- _Stated goal_:
Edit the records below so that "largest disc" becomes "biggest circle" everywhere it occurs, leaving every other word untouched.

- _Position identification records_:

+-------+

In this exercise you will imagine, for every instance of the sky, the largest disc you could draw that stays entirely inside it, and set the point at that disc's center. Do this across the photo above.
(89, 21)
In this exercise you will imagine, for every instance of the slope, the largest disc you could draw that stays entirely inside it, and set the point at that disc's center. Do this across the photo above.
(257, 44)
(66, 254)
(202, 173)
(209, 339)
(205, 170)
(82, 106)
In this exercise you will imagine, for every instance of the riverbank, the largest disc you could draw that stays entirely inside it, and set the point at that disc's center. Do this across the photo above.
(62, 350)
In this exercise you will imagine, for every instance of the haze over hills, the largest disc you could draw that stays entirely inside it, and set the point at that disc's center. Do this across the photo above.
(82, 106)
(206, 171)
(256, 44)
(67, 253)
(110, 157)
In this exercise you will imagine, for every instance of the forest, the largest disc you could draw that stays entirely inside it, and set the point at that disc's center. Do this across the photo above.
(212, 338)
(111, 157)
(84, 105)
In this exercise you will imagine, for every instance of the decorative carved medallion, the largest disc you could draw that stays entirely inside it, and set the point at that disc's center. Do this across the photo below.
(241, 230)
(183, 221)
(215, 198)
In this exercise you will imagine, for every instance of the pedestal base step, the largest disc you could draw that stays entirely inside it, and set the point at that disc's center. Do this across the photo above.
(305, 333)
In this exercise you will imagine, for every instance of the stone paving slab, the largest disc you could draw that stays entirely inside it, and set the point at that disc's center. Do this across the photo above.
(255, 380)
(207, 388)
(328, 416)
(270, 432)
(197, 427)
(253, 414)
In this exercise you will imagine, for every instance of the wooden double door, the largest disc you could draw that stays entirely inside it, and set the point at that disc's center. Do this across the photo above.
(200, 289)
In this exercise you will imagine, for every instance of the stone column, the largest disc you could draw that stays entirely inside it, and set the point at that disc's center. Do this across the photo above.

+-------+

- _Finished task_:
In this exercise you will imagine, for every instance of the sky, the biggest circle you could draw that stays entirely inside it, and set the point at that disc's center. Do this across the photo above.
(89, 21)
In this exercise you will imagine, for every instance of the slope, the biggest circle you could draw that stays entirely inside it, and set the point at that disc's center. Do this across the photo above.
(257, 44)
(66, 254)
(202, 173)
(209, 339)
(205, 170)
(82, 106)
In this exercise you will imagine, for every instance of the riverbank, the biggest circle you could draw that stays entirely inside it, and set the point at that disc's center. Do this across the photo above.
(62, 350)
In this exercise you will imagine, for every instance of the haze over hills, the biggest circle you could draw that stays entirely inside it, and set the point at that disc's center. Do this across the photo above.
(82, 106)
(206, 171)
(256, 44)
(67, 253)
(110, 157)
In this exercise you will imagine, for every instance of the forest, the biggest circle you could draw that stays entirely inside it, and set the point at that disc's center. Do this across the photo above.
(212, 338)
(111, 157)
(84, 105)
In this exercise you will imagine, for every instance of the decorative carved medallion, the biggest circle you could draw that stays entirely inside it, and set the point at that disc's center. Do this across the photo below.
(241, 230)
(183, 221)
(215, 198)
In this exercise you will imagine, for every instance of the pedestal base step, the biggest circle you could draw that stays entirely inside it, and set the point at that disc's center. Do this across the photo above.
(305, 333)
In this exercise you will imagine, for every instance of the stone paving slab, the biggest circle you could draw that stays entirely inside it, and set the point at that disc's center. Do this across the photo above.
(255, 380)
(207, 388)
(328, 416)
(270, 432)
(197, 427)
(253, 414)
In this exercise you will imagine, for every instance of the wooden double door, the biggest circle you could draw that stays entirely inside it, and set the point at that disc's center. Do this across the photo above.
(200, 289)
In this exercise you will imagine, for every instance of the stone column, the biggest circle you could draw that stays entirely inside it, and set the point at that disc's center. Do this across the photo above.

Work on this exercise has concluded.